## Records for the exercise

---

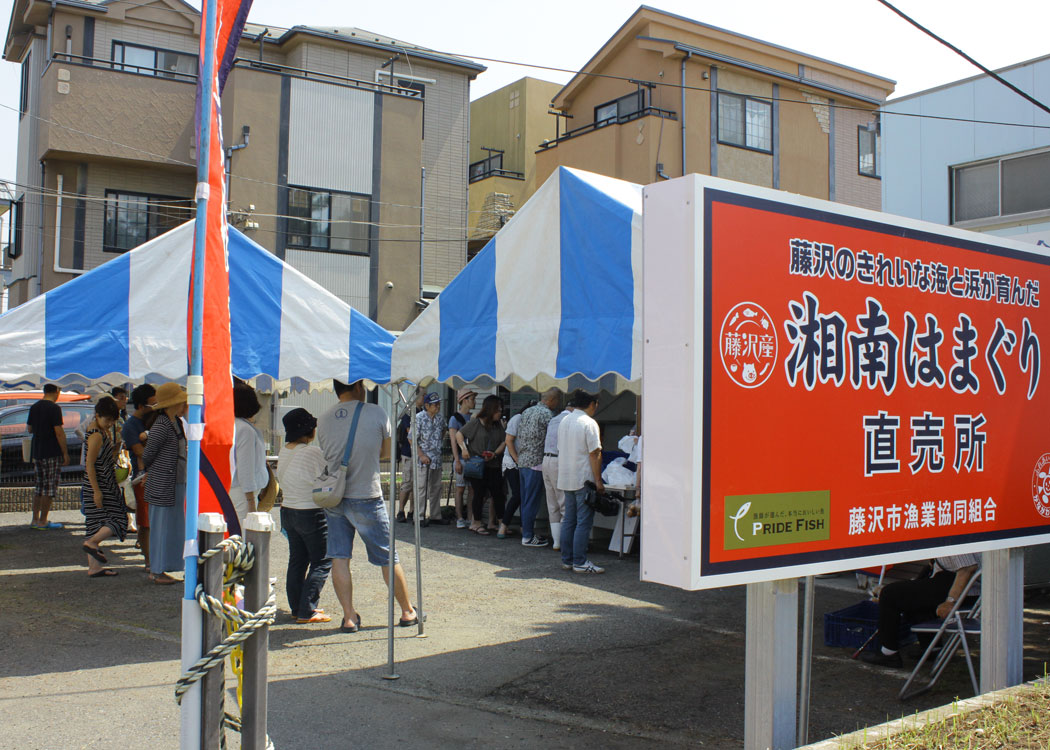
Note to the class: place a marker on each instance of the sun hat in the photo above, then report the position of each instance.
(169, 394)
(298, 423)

---

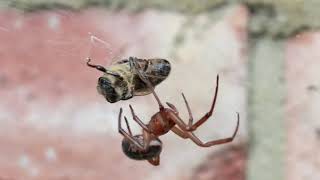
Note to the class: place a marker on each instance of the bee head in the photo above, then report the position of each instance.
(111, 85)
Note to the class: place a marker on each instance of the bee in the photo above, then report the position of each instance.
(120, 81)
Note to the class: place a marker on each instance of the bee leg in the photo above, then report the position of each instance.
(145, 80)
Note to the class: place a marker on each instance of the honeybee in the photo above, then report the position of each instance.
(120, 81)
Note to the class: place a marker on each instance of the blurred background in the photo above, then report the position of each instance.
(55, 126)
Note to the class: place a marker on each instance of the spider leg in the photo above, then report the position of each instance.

---

Reproduce exactly, and with no other material, the lines between those holding "of the bee in" and "of the spider", inclusive.

## Answer section
Note to the class: place a marker on each instance of the bee in the photo above, then report the position of each instance.
(120, 81)
Note to the class: place a marker on each instance of the bee leg in the photo above, then report the position of each instance.
(145, 80)
Note to the class: place a marker on each instance of the honeybee in the photo above, then report the position of each instance.
(120, 81)
Note to the class: place a marker on each instance of the blurred background in the photo above, then report the position of each instance.
(55, 126)
Note to the class: place a marker on each instance of the spider leg in the photo above, then report the position of each instance.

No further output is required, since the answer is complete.